Your instructions =
Beginning with the line where "of the distant" appears, repeat every remaining line of the entries exactly, the last line included.

Records =
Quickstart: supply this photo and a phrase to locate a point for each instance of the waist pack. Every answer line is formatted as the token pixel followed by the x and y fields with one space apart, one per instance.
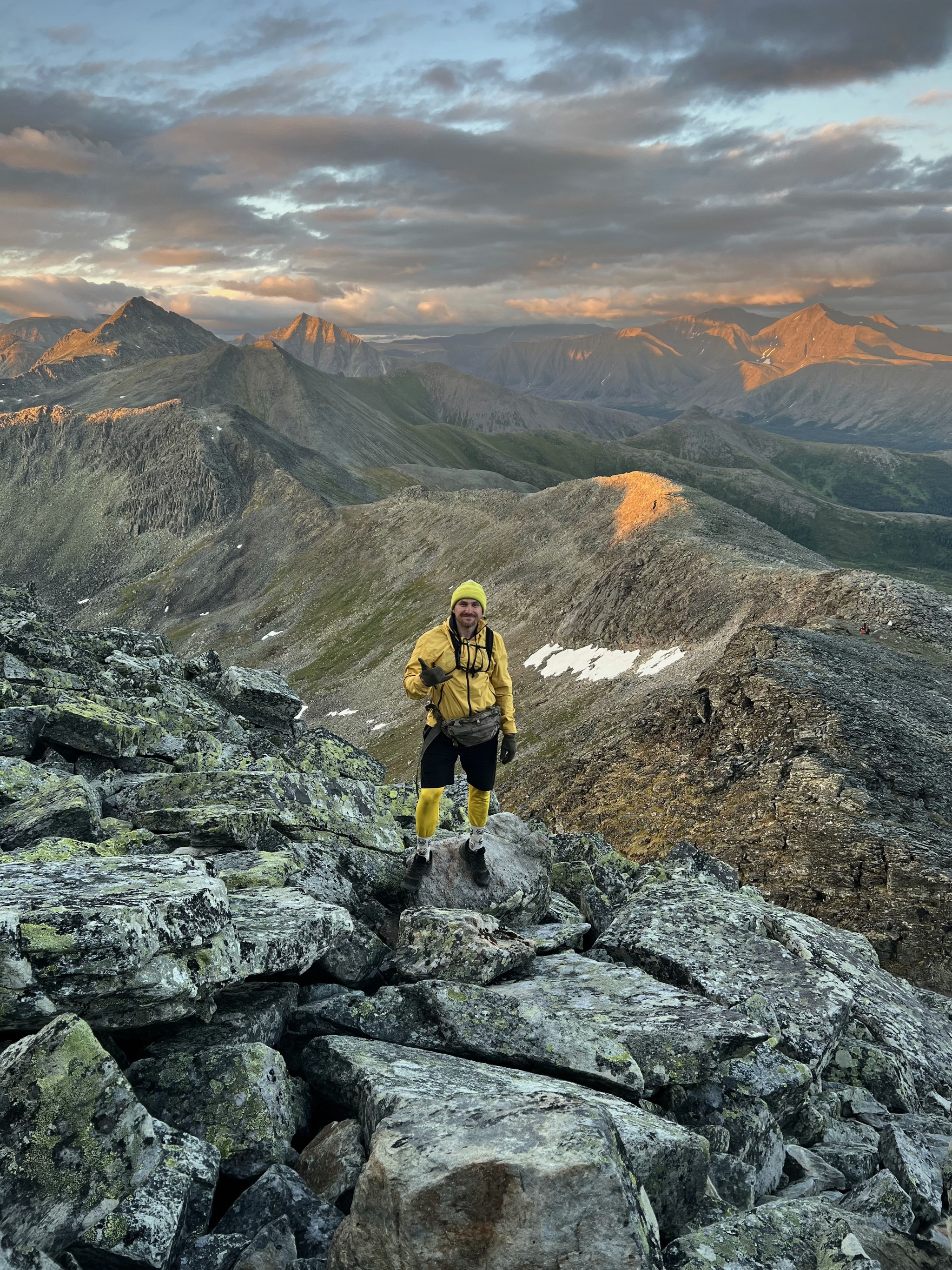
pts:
pixel 471 729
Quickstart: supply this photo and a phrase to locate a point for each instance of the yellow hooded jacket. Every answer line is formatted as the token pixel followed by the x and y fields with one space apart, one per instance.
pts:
pixel 463 694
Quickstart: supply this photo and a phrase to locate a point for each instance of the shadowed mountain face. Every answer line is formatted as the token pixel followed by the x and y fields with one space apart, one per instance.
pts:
pixel 325 346
pixel 471 352
pixel 815 369
pixel 805 752
pixel 26 339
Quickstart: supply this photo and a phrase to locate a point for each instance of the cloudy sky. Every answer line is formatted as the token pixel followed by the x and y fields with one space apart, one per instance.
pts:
pixel 416 166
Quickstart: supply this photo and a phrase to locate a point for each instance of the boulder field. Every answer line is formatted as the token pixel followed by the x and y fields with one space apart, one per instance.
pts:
pixel 228 1043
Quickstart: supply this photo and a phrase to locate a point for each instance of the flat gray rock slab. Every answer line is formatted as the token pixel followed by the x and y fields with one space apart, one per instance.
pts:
pixel 716 944
pixel 520 864
pixel 66 1102
pixel 284 930
pixel 122 942
pixel 457 944
pixel 296 803
pixel 262 696
pixel 377 1081
pixel 238 1097
pixel 535 1182
pixel 611 1024
pixel 898 1015
pixel 800 1235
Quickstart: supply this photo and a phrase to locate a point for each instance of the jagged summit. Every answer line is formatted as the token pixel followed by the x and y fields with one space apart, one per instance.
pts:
pixel 138 332
pixel 25 339
pixel 325 346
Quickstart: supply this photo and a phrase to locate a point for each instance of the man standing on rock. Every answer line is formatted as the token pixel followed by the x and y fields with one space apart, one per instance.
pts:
pixel 463 671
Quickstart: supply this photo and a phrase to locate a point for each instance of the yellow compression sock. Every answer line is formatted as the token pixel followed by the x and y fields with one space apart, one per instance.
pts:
pixel 478 807
pixel 428 812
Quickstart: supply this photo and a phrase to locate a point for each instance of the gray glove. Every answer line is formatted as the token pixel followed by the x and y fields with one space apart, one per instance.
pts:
pixel 432 675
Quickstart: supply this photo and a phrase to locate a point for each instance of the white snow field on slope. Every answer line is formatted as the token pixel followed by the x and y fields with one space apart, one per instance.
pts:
pixel 593 663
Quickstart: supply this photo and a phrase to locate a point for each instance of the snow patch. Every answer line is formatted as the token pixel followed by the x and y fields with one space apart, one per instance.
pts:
pixel 540 657
pixel 661 661
pixel 593 663
pixel 610 665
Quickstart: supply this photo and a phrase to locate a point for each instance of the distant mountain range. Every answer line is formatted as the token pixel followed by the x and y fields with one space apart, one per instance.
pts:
pixel 815 370
pixel 25 339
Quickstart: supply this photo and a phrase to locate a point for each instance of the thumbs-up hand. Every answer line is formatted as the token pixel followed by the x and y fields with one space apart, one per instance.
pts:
pixel 432 675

Written response =
Quickstart: supply this photo and a phrase to locate a point for each instance of the distant mountain range. Every answer line is formatted as the token pixel followed by the x and y fields with one space apart, one per instance.
pts:
pixel 815 370
pixel 25 339
Quickstart: supply this photo and a phrase to locate a point for each instance of the thumbs-up hand. Every answer line is formatted as the token pixel followed by the x and y fields with one space apart, one per instance.
pts:
pixel 432 675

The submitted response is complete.